(Records from a dataset)
<<<<

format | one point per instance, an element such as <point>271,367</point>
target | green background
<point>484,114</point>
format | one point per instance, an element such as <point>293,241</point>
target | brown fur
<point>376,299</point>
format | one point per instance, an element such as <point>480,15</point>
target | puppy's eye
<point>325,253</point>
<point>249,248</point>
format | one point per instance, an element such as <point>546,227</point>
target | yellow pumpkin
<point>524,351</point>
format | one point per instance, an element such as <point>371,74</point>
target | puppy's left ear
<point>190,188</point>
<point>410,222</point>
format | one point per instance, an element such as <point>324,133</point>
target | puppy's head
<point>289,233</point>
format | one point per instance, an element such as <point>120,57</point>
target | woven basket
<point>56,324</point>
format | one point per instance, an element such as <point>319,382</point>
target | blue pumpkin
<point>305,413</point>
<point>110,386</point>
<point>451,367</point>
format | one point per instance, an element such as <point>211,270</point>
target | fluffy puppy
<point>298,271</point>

>>>>

### Activity
Output the entire data exactly, line for line.

### Answer box
format | one point per instance, an element such as <point>271,367</point>
target | green background
<point>484,114</point>
format | one point per instance, an element such as <point>293,241</point>
target | brown fur
<point>376,299</point>
format | one point per instance, an element such as <point>480,15</point>
target | puppy's eye
<point>325,253</point>
<point>249,248</point>
format | one point per instance, an element such as <point>546,227</point>
target | yellow pumpkin
<point>524,351</point>
format | one point per instance, an element such as <point>371,74</point>
target | puppy's left ear
<point>190,188</point>
<point>410,222</point>
format | one point per instance, an element such as <point>324,133</point>
target | puppy's head
<point>289,233</point>
format | one point per instance, an element such as <point>120,57</point>
target | woven basket
<point>56,324</point>
format | one point per instance, an element such as <point>319,382</point>
target | blue pumpkin
<point>305,413</point>
<point>110,386</point>
<point>451,367</point>
format | one point per instance, an element such as <point>211,270</point>
target | fluffy puppy
<point>298,271</point>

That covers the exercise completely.